### TASK GOAL
Restate the records in full and exactly, with no images included.

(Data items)
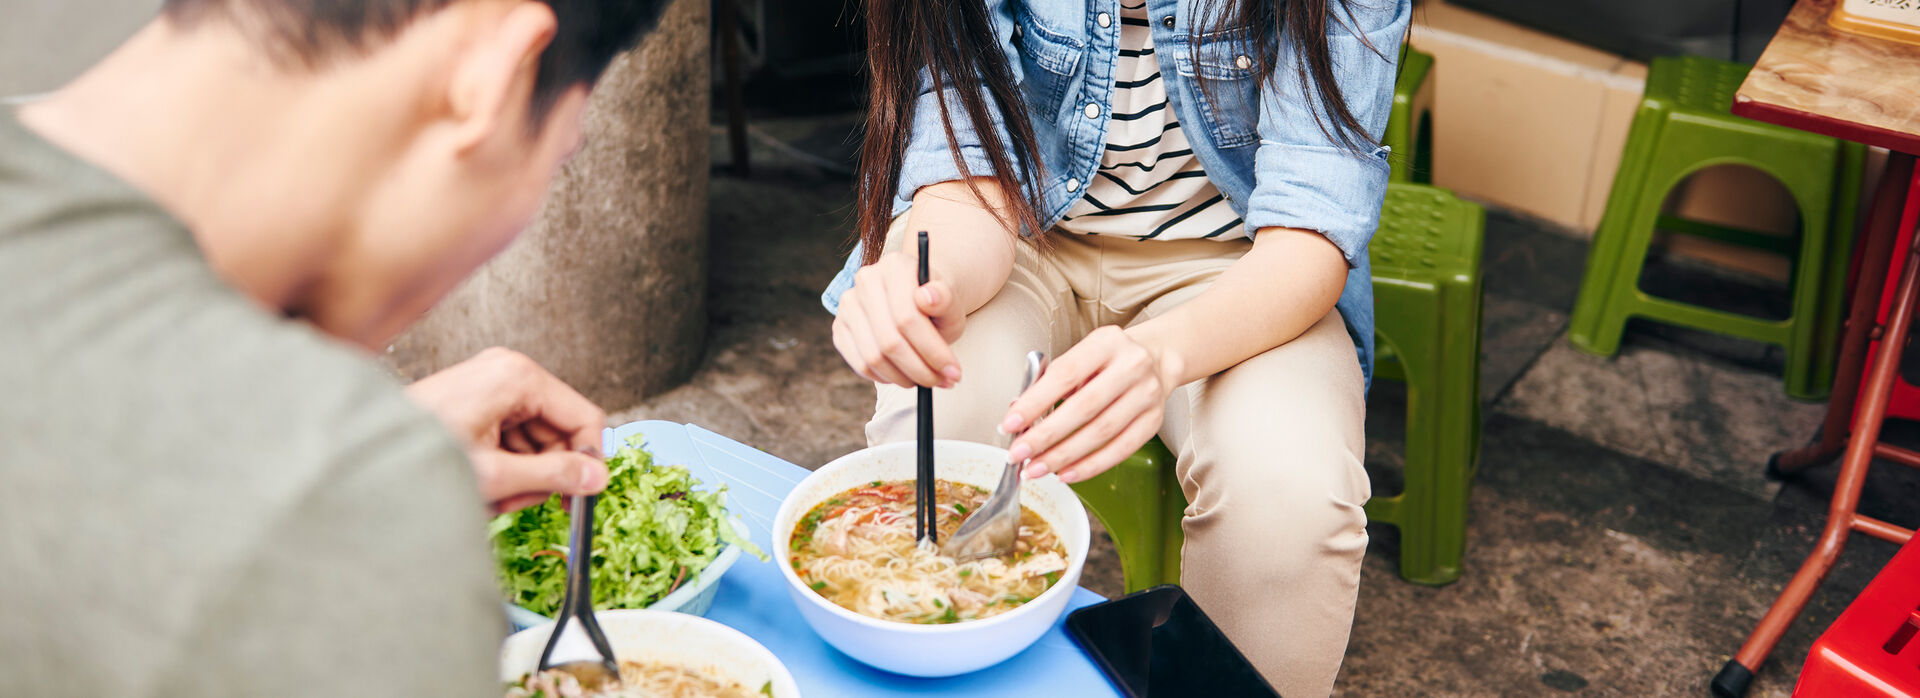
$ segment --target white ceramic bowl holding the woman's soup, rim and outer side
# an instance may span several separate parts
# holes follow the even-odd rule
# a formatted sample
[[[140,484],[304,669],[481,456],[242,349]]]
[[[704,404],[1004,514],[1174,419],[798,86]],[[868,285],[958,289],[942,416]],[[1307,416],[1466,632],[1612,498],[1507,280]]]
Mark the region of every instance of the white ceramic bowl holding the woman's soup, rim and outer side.
[[[847,656],[874,667],[914,677],[950,677],[1000,663],[1025,650],[1060,619],[1079,587],[1087,562],[1087,510],[1060,477],[1046,476],[1020,487],[1020,502],[1052,524],[1068,547],[1068,571],[1037,598],[1000,616],[948,625],[883,621],[845,610],[801,583],[793,573],[789,539],[793,524],[816,504],[876,479],[912,479],[912,441],[849,453],[803,479],[774,516],[774,554],[787,579],[801,617]],[[935,441],[939,477],[993,489],[1006,468],[1006,451],[983,443]]]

### ANSWER SPACE
$ segment --target white ceramic bowl holding the woman's soup, rim and outer side
# an instance may span several separate parts
# holes follow the even-odd rule
# a formatted sample
[[[140,484],[304,669],[481,456],[242,349]]]
[[[704,404],[1004,514],[1174,419],[798,86]],[[868,285],[958,289],[942,416]],[[1307,416],[1466,632],[1612,498],[1507,280]]]
Mark the region of every instance of the white ceramic bowl holding the woman's soup, rim and outer side.
[[[847,656],[874,667],[914,677],[950,677],[1000,663],[1025,650],[1060,619],[1079,587],[1087,562],[1087,510],[1060,477],[1046,476],[1020,487],[1020,502],[1052,524],[1068,547],[1068,571],[1037,598],[1000,616],[948,625],[883,621],[845,610],[801,583],[793,573],[789,539],[793,524],[816,504],[876,479],[912,479],[912,441],[849,453],[803,479],[774,516],[774,554],[787,579],[801,617]],[[935,441],[939,477],[993,489],[1006,468],[1006,451],[983,443]]]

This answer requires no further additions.